## start ARTICLE
An airfoil generates different lift and drag forces for every angle of attack. Both the forces are very low (or zero) for zero angle of attack and keep increasing as you angle the airfoil further to the flow direction.
In this project, we will be analysing the forces for angles of attack from 0 to 10 degrees at steps of two. We will then plot the trend of the forces.
Procedure:
- Extract the 100m chord length NACA 0017 plot from the Airfoil Database site in excel format.
- Sort the excel data of x and y coordinates into columns in a notepad file, add a z column of zero values.
- In Solidworks, "Insert curve" and upload the file. Ensure that the file is set to the MKS system before uploading.
- Once inserted, "Convert entities" and create an extrusion of 0.2m wingspan.
- Add rotation of -2, -4, -6, -8, and -10 degrees for each analysis when making the sketch from the "rotate sketch" option.
- In fluid simulation, select "Time-Dependent Study" with the following details:
- Total analysis time = 5 seconds
- Tim step = 0.5 seconds
- Select Air as the fluid, and add an x-axis velocity of 600 m/s.
- In the computational domain, select the 2D option and the following domain dimensions:
- X = 10/-5m
- Y = 5/-5 m
- Z = Leave as is since 2D has been select on the XY plane
- Increase the refinement of the mesh and add a surface mesh along the airfoil surface.
## end ARTICLE
## start PROVIDED MATERIAL
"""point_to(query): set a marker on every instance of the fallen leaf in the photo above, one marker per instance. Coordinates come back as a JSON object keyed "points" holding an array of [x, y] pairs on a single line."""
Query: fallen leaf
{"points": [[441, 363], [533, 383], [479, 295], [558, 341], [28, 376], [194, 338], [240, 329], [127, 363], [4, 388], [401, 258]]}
## end PROVIDED MATERIAL
-- WRITTEN EXERCISE 1 --
Repeat the part of the airfoil text between "An airfoil generates" and "of 0.2m wingspan.", inclusive.
-- WRITTEN EXERCISE 2 --
What rotation angles does the airfoil text give for the sketch? List all of them.

-- COMPLETE OUTPUT 1 --
An airfoil generates different lift and drag forces for every angle of attack. Both the forces are very low (or zero) for zero angle of attack and keep increasing as you angle the airfoil further to the flow direction.
In this project, we will be analysing the forces for angles of attack from 0 to 10 degrees at steps of two. We will then plot the trend of the forces.
Procedure:
- Extract the 100m chord length NACA 0017 plot from the Airfoil Database site in excel format.
- Sort the excel data of x and y coordinates into columns in a notepad file, add a z column of zero values.
- In Solidworks, "Insert curve" and upload the file. Ensure that the file is set to the MKS system before uploading.
- Once inserted, "Convert entities" and create an extrusion of 0.2m wingspan.

-- COMPLETE OUTPUT 2 --
-2, -4, -6, -8, and -10 degrees